Page text:

This piece isn’t about the fact that my first affair was with a girl, although that is a fact. It’s about how one spoken line, a few words, can change a life, a mood, an entire situation.
In the ’60s my sister and I met a guy who had started something called reality therapy. The questions you ask yourself before speaking are: Is it true? Is it necessary? Is it kind? We fell in love with the concept, and maybe with the guy too.
Many years later, when my son Dan started to lose his ability to hold a fork, to do his own insulin shot, and then started falling after taking only a few steps, screaming obscenities, I didn’t ask those questions. I said the exact worst thing anyone could say. I said, “I know how you feel.” It wasn’t true, it wasn’t necessary, and, I learned by his reaction, it wasn’t kind. He was 22 and had been diagnosed with MS, and I was telling him, “I know how you feel”? Of course I didn’t know how he felt, but what I meant straight from my breaking heart was, I know how hard this must be. But even those words weren’t accurate. I knew nothing of what he was going through. I only knew how hard it was for me. I learned after a bit of time and a little shrinkage, the best thing, the only thing, to have said was, “I can’t even imagine what this is like for you.”
In the first few of the 16 years Dan was sick, my dear friend Gerry just watched. He saw the relationship up close and very personal. He listened and he observed, and he never said a word until one day he said the thing that would change everything. He said, and it just about killed me to hear, “Your pain is so great, Dan doesn’t have room for his own.”

Data:

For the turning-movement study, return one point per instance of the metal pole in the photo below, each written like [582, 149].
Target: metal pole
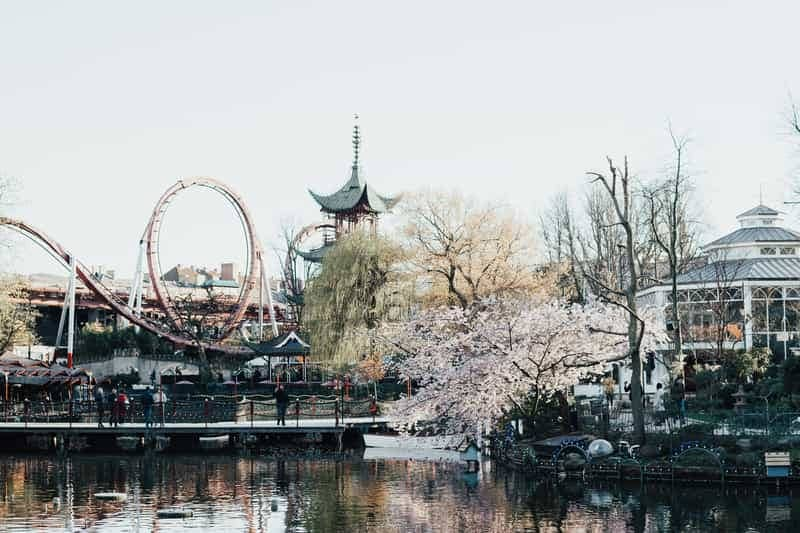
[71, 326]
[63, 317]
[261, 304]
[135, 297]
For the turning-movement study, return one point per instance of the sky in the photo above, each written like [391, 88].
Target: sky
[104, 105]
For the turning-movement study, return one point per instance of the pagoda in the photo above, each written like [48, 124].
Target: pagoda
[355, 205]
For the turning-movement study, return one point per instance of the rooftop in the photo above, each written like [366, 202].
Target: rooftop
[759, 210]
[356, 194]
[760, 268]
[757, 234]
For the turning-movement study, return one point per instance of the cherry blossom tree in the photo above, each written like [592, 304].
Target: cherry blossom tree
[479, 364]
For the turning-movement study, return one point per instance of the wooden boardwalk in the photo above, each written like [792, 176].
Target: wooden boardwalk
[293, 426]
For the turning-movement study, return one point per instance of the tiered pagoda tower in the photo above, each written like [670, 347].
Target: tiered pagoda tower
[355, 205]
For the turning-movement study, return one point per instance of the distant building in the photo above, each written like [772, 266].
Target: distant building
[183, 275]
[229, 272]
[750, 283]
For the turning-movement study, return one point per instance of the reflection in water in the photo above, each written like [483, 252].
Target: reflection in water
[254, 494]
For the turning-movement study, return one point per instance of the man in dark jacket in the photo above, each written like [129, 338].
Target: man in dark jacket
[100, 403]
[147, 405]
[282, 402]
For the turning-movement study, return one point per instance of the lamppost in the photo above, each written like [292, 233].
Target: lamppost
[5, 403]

---

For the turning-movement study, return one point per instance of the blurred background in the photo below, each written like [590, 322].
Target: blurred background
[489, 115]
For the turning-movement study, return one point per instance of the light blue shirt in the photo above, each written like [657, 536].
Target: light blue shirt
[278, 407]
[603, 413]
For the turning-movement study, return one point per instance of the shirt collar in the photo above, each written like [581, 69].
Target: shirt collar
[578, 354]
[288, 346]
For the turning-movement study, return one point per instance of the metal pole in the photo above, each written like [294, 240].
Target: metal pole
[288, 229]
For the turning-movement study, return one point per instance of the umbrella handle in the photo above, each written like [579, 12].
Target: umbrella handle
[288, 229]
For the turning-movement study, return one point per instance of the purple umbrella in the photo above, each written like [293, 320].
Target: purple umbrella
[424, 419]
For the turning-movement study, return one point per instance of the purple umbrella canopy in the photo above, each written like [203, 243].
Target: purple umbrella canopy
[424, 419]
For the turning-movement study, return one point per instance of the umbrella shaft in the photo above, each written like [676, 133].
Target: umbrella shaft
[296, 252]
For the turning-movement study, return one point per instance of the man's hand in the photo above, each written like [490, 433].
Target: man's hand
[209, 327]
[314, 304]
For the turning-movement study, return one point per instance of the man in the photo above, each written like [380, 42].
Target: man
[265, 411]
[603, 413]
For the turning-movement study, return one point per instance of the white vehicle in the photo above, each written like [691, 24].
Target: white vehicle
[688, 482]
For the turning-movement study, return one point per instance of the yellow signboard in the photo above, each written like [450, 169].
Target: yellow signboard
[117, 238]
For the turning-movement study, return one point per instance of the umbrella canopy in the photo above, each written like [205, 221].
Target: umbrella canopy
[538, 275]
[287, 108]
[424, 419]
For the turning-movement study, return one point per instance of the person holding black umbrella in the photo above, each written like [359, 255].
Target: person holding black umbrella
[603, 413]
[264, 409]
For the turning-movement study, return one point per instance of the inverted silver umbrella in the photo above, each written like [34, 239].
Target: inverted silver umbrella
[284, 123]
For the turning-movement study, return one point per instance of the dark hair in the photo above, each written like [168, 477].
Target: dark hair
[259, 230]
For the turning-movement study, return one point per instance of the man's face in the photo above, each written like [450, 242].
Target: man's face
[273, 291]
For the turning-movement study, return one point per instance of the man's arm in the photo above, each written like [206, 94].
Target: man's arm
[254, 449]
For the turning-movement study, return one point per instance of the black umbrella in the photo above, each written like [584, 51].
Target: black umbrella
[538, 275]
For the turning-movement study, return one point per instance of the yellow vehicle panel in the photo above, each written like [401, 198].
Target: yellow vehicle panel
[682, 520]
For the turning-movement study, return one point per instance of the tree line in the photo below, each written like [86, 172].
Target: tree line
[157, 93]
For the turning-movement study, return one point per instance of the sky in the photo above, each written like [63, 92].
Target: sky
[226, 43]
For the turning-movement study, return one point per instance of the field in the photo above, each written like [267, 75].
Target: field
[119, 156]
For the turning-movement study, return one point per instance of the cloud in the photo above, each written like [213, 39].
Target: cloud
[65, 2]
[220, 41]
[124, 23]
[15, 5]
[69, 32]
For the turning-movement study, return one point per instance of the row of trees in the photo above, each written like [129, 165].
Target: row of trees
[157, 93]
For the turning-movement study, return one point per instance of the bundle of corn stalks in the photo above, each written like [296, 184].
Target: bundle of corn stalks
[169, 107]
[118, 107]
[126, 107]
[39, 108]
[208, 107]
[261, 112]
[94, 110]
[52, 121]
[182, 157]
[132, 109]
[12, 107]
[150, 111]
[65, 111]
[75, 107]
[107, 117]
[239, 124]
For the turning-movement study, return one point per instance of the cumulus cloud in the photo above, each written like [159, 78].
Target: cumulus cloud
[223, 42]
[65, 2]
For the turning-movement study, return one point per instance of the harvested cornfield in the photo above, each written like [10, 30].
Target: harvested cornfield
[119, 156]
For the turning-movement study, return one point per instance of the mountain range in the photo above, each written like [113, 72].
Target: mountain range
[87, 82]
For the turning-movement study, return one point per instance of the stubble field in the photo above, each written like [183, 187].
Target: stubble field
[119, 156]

Task requirements:
[A] In the essay about Dan's illness, how old was Dan when he was diagnosed with MS?
[B] Extract the passage of the essay about Dan's illness between "This piece isn’t" and "an entire situation.", inclusive.
[C] Extend the essay about Dan's illness, picking up after its final sentence.

Set of answers:
[A] He was 22.

[B]
This piece isn’t about the fact that my first affair was with a girl, although that is a fact. It’s about how one spoken line, a few words, can change a life, a mood, an entire situation.

[C]
When I say it changed everything, I mean I switched from suffering in front of my boy to taking a huge step back, and for the first time, listening and letting him have his own experience.
So words that comfort, words that change a life direction, well-considered words, are what reality therapy is clearly about.
Once, without realizing it, I somehow said exactly the right thing. I found out how right a few years ago when a young woman came up to me holding a golden velvet scarf, and said, “You won’t remember me, but 10 years ago you stopped me on Main Street in Vineyard Haven. I had quit my job, closed my bank account, and written my suicide note, and you said, “Oh my God! You are lighting up the whole sidewalk. It might be that gorgeous scarf, but I think it’s your energy.” I just want you to know you saved my life, and I want you to have the scarf. I’ve saved it all these years.”
I still can’t believe how easily my words had rolled off my tongue without having a clue that they could have such an impact.
And yet I’ve noticed that a lot of people (and sometimes I’m one of them) think the kind thought but don’t go the extra mile to express it.
I was in a locker room once, and probably unattractively nude, when I overheard two women talking. One said, “Can you believe Maryanne’s cream of mushroom soup last night? Wasn’t that amazing?” And the other woman said, “It was the best I’ve ever had.” Now to be fair, their lockers were right next to mine, but to be completely transparent (no pun on the nudity), I eavesdropped, and this time, even though I had never seen these women before, I guess I felt we three had bonded. After all, what’s more intimate than dripping together in our birthday suits? Without skipping a beat, I said, “Well, did you tell Maryanne?” They looked at each other like, “Who the f___ are you?” Finally one of them said, “She knows she’s a great cook.” That’s where I wanted to lecture about the difference between withholding and gushing.
And the affair with my roommate in college? It was 1963, and on a long-distance call to my mentor older sister whom I hadn’t seen for a year, I had whispered that I desperately needed to talk to her. I told her I couldn’t say it over the phone. Three days later she walked in the door and after our initial hugs, said, “So? Tell me!” And I said, “I can’t tell you here. We have to go out somewhere.” So we jumped in the car and started driving around the neighborhood.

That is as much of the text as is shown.